* **Travail demandé**:
a - Selon l'extrait du document, comme héritier de qui la personne interpellée était-elle acceptée partout ?
b - D'après l'extrait du document, expliquez ce que la personne interpellée ajoutait aux agréments des petits chefs-d'œuvre de son prédécesseur et l'effet que cela produisait.
c - Restituez sans la modifier la partie de l'extrait du document qui s'ouvre sur les mots contenant « Est-il besoin de » et se clôt sur « le plaisir complet. ».

* **Extrait du document**:
-------

Est-il besoin de dire qu’à partir de ce jour le succès ne se fit plus attendre ? Vous aviez trouvé votre voie ; vous étiez sur votre terrain ; dans les salons, dans les châteaux, et même aussi dans des rangs plus modestes, partout on vous acceptait comme héritier légitime de celui qui semblait s’éteindre, et comme un héritier offrant des garanties, des sûretés que lui-même ne donnait pas toujours. Vous ajoutiez, j’ose dire, à tous les agréments de ses petits chefs-d’œuvre une sorte d’attrait de plus, un charme de bienséance qui rendait le plaisir complet.

-------

* **Données sources**:
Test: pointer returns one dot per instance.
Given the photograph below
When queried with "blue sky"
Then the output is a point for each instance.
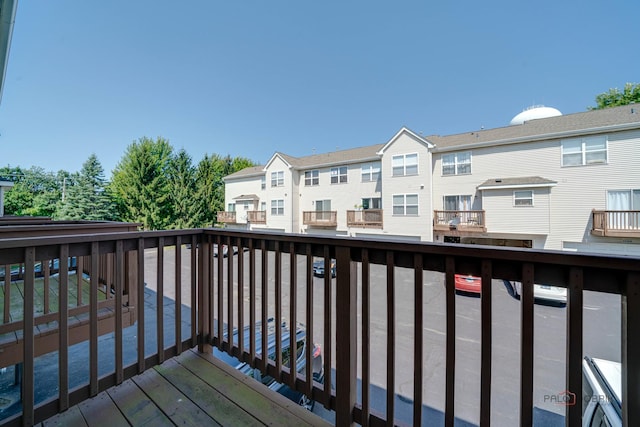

-------

* **Corrigés complets**:
a - Comme héritier légitime de celui qui semblait s'éteindre.

b - Elle y ajoutait une sorte d'attrait de plus, un charme de bienséance. Ce charme rendait le plaisir complet.

c -
Est-il besoin de dire qu’à partir de ce jour le succès ne se fit plus attendre ? Vous aviez trouvé votre voie ; vous étiez sur votre terrain ; dans les salons, dans les châteaux, et même aussi dans des rangs plus modestes, partout on vous acceptait comme héritier légitime de celui qui semblait s’éteindre, et comme un héritier offrant des garanties, des sûretés que lui-même ne donnait pas toujours. Vous ajoutiez, j’ose dire, à tous les agréments de ses petits chefs-d’œuvre une sorte d’attrait de plus, un charme de bienséance qui rendait le plaisir complet.